[Dataset records]

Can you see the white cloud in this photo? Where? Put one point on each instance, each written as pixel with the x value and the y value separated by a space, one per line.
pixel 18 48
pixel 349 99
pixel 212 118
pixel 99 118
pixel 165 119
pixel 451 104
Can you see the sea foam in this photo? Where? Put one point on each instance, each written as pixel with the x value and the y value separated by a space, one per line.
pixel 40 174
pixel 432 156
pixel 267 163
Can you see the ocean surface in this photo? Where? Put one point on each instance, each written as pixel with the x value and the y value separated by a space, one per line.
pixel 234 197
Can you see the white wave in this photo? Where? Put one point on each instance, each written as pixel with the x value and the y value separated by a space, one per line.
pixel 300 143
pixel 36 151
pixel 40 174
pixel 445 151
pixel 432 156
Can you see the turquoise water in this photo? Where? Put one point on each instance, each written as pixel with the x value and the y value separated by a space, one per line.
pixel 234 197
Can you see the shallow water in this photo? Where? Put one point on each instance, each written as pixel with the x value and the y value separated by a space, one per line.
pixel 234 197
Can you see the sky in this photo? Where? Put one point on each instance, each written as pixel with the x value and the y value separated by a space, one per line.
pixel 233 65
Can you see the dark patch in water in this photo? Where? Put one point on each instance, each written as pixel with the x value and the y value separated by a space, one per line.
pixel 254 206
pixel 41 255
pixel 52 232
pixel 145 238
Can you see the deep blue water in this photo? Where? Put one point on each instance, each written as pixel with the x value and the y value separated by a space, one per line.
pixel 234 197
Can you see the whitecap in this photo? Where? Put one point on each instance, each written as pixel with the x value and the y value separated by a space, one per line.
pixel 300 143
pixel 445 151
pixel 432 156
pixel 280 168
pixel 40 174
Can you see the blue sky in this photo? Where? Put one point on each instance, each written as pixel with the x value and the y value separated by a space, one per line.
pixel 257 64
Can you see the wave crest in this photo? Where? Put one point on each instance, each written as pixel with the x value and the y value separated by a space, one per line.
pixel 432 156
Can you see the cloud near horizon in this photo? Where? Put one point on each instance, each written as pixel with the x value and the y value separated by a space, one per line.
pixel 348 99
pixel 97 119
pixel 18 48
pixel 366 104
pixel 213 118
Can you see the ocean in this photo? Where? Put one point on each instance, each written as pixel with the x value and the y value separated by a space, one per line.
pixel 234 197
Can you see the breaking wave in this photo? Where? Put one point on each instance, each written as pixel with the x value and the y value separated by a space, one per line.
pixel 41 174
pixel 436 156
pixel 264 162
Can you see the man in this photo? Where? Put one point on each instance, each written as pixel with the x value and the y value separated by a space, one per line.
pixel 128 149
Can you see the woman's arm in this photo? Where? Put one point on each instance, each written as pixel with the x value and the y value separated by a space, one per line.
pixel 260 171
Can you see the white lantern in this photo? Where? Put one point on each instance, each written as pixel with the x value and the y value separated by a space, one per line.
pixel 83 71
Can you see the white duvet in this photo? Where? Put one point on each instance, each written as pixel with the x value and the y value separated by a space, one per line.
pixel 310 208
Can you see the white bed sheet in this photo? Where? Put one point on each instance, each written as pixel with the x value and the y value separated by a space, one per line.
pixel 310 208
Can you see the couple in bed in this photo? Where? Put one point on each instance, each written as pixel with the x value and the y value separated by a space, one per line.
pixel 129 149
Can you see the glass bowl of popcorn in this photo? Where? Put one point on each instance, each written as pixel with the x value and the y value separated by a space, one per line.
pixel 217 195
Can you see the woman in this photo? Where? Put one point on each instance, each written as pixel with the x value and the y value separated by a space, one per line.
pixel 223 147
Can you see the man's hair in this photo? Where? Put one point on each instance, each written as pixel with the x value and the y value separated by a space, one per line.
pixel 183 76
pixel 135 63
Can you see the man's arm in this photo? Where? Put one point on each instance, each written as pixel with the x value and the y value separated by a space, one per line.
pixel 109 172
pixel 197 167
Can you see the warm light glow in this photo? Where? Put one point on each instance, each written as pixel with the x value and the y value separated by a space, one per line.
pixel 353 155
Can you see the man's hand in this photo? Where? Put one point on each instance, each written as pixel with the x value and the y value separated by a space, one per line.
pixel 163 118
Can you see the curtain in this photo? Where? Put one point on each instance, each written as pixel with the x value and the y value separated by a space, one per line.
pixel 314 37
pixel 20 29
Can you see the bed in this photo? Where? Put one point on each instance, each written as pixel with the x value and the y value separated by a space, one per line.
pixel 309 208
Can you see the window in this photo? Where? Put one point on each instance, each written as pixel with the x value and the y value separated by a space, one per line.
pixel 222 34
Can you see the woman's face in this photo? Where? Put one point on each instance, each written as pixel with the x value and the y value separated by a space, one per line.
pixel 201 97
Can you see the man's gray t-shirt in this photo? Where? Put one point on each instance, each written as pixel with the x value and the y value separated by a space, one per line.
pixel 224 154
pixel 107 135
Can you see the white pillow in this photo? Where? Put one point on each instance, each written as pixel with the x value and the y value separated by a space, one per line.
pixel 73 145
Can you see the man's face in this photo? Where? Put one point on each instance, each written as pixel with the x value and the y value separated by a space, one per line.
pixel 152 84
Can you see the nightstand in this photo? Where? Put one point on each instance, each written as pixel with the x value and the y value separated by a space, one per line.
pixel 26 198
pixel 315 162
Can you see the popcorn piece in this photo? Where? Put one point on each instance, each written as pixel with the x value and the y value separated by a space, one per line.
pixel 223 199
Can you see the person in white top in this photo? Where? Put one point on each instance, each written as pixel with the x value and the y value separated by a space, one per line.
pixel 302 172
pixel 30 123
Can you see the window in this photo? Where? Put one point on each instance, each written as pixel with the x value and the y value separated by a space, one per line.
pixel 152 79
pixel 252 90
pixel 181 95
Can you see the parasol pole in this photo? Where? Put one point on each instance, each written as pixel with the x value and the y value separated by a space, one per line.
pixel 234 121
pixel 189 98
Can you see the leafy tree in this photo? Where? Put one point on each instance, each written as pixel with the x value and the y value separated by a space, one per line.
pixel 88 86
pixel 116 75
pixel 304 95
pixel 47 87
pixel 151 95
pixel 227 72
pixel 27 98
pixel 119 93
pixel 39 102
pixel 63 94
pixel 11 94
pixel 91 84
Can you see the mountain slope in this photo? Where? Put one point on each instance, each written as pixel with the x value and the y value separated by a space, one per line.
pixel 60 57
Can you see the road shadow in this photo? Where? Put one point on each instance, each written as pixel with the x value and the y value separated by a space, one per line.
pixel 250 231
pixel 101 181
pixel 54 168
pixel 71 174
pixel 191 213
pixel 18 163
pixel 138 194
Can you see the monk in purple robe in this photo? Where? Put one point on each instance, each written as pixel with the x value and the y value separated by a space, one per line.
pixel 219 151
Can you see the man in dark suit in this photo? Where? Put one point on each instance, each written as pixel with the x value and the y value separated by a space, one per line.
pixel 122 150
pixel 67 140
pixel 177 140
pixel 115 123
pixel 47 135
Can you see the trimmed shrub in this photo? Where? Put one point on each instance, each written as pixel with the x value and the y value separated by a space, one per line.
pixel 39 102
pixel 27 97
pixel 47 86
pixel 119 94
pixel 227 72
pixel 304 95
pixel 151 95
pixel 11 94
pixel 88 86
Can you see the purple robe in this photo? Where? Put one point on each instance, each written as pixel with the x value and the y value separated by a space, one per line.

...

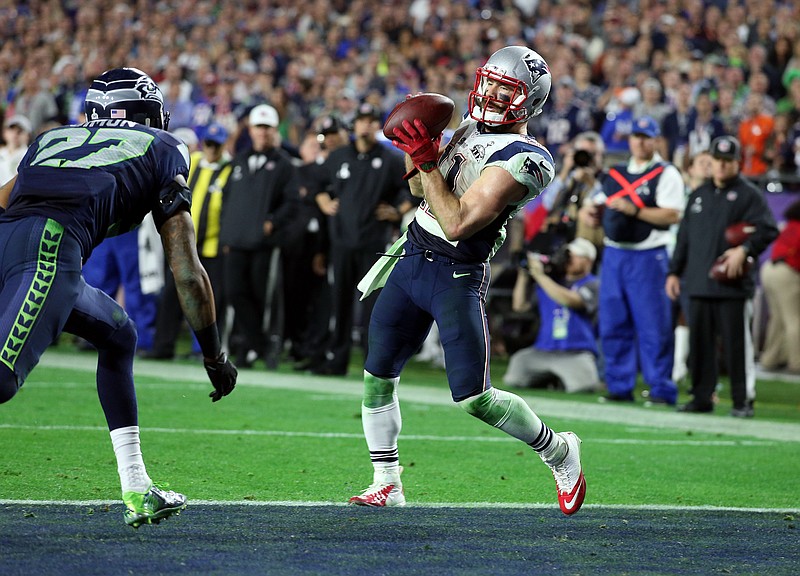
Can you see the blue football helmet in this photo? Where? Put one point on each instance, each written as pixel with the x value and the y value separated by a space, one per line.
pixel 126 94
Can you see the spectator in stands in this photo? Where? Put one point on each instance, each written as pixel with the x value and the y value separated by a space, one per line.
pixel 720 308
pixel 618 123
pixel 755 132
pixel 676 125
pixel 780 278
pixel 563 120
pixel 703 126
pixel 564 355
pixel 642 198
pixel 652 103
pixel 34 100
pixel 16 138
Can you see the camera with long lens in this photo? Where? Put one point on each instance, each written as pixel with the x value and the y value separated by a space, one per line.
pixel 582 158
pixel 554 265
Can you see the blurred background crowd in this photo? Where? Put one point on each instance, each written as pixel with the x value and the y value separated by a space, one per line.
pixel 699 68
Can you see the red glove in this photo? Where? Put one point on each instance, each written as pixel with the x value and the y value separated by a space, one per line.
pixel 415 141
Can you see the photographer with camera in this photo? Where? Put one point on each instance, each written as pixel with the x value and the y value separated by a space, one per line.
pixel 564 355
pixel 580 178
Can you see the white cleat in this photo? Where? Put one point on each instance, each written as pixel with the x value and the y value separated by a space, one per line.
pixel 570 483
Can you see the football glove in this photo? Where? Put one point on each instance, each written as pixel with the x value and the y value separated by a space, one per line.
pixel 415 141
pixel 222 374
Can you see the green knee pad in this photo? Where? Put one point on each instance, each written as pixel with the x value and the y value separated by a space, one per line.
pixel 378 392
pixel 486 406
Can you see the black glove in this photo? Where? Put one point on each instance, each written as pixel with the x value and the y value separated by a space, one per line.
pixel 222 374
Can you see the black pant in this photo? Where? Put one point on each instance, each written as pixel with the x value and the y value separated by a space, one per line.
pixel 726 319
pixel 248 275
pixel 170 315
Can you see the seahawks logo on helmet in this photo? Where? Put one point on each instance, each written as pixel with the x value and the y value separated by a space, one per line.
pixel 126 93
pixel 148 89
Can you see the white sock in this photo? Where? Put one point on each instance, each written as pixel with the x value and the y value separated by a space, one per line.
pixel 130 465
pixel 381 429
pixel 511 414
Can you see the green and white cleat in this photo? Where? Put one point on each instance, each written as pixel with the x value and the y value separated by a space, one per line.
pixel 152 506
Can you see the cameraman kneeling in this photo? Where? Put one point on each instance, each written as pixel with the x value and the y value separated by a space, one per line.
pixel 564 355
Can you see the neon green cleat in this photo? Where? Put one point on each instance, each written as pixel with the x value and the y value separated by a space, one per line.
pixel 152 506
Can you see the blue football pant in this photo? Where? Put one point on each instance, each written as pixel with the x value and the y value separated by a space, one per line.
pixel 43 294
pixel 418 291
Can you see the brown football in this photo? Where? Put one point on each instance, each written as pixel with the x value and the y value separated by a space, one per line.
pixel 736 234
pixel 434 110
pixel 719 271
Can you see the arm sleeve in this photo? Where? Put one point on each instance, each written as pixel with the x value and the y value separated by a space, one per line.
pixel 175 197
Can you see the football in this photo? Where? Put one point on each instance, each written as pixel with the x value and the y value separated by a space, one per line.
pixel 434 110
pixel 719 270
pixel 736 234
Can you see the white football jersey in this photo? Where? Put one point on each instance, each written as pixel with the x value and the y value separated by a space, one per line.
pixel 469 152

...

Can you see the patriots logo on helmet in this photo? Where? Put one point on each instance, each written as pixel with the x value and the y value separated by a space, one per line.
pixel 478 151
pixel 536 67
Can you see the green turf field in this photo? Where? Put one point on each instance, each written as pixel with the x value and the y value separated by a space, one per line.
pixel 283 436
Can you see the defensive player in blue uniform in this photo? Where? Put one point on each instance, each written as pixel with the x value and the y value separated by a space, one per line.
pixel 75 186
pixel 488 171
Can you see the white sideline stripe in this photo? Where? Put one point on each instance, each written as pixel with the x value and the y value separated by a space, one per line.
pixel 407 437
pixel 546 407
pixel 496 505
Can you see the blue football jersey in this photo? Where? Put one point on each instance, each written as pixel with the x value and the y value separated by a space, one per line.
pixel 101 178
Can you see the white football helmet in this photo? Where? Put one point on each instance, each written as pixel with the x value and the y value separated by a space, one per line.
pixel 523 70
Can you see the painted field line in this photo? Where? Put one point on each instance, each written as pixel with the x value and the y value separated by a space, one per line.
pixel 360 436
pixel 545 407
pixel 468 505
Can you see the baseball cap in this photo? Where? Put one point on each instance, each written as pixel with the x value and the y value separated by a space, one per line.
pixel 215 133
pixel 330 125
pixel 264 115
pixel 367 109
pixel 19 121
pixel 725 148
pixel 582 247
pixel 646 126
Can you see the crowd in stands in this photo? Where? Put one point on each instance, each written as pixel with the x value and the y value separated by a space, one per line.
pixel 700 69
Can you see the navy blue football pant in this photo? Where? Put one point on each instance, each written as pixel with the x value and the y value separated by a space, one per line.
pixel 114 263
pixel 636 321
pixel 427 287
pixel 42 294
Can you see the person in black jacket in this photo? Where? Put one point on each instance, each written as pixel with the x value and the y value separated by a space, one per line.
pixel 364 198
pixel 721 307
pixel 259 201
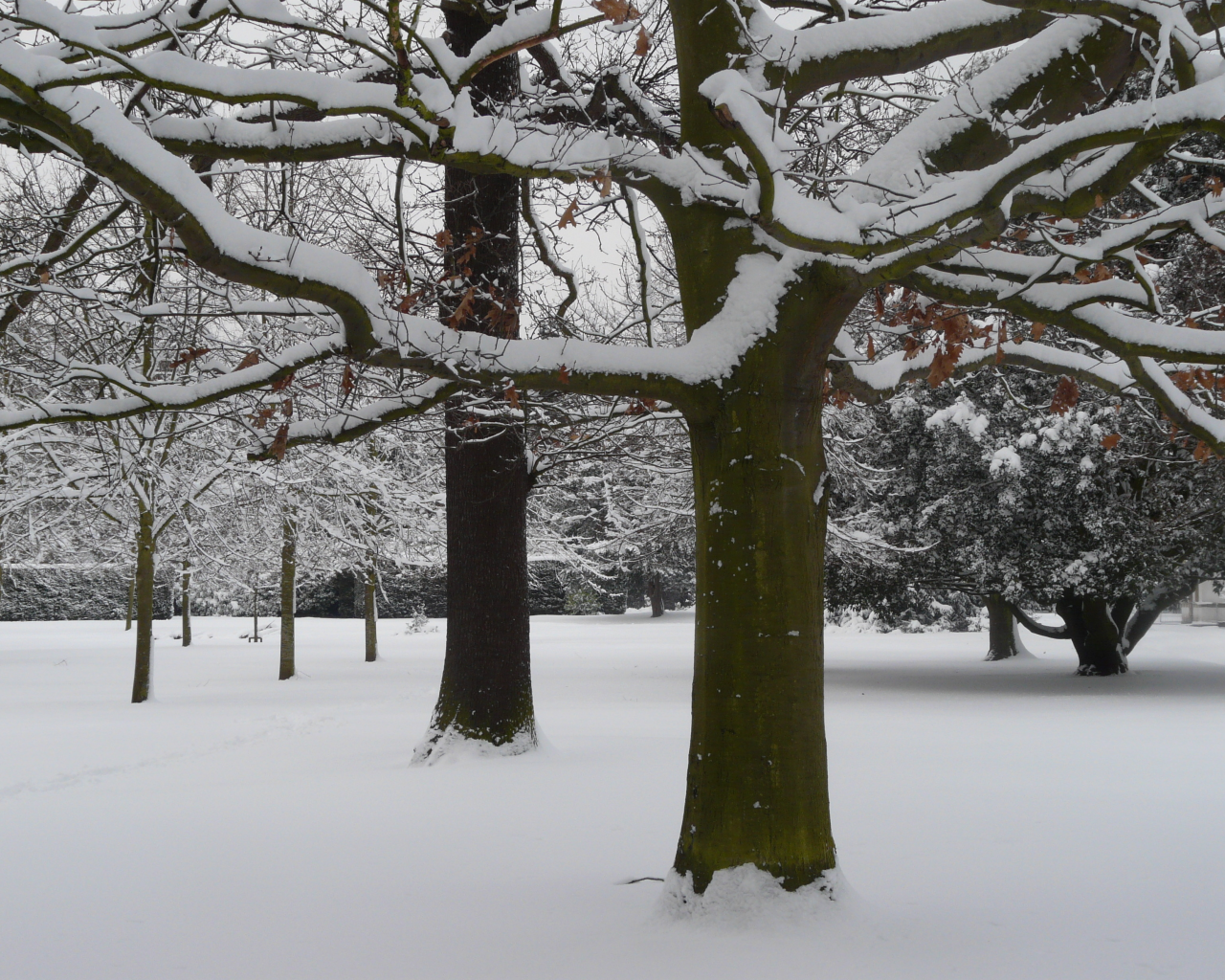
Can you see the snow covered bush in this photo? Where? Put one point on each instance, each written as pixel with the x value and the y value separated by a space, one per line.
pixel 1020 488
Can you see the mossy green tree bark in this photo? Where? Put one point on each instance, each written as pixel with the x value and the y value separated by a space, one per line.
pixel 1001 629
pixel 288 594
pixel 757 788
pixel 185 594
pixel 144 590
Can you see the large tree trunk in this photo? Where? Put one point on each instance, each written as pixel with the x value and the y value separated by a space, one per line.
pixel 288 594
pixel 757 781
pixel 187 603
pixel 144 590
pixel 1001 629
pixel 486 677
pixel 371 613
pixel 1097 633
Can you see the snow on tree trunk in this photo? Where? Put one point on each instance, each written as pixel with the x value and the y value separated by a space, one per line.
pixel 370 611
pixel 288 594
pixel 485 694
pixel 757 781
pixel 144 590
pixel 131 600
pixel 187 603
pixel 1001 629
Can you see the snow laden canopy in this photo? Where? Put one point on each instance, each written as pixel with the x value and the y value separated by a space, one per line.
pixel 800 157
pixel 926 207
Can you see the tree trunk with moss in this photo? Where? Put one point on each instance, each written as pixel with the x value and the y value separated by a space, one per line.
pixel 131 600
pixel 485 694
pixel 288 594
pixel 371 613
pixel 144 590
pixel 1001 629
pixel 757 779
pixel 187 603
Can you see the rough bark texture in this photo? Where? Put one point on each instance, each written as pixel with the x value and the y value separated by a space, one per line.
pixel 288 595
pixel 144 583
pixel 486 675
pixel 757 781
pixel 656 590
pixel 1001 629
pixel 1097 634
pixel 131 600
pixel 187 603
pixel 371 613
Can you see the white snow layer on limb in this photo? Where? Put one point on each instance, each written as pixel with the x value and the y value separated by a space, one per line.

**TASK TO CARRY OUT**
Your task is to restate, word for word, only those lines above that fall between the line holding "Can you see the road" and the line holding "Can you see the purple", inclusive.

**WRITTEN RESPONSE**
Can you see the road shadow in this photo? Where? Put one point on each instance, each written as pixel with the x value and the y value separated by a space, one per line.
pixel 250 231
pixel 101 181
pixel 54 168
pixel 71 174
pixel 191 213
pixel 18 163
pixel 138 194
Can you see the monk in purple robe in this photo? Where? Put one point on each instance, each written as pixel with the x value and the y value separated by a space, one per line.
pixel 219 151
Can you see the man in dark suit in this photo? Where? Put one point on each instance, each written as pixel with the x value and the y value separated by a space, one per line.
pixel 122 150
pixel 67 140
pixel 177 140
pixel 115 123
pixel 47 135
Can you see the trimmed shrub in this photo? Where? Put one point on each instance, each written as pixel with the x value and the y value separated by a space, one per line.
pixel 39 102
pixel 27 97
pixel 47 86
pixel 119 94
pixel 227 72
pixel 304 95
pixel 151 95
pixel 11 94
pixel 88 86
Can you see the purple robe in this photo? Where? Put one point on each instance, each written as pixel with the x value and the y value separated by a space, one per line.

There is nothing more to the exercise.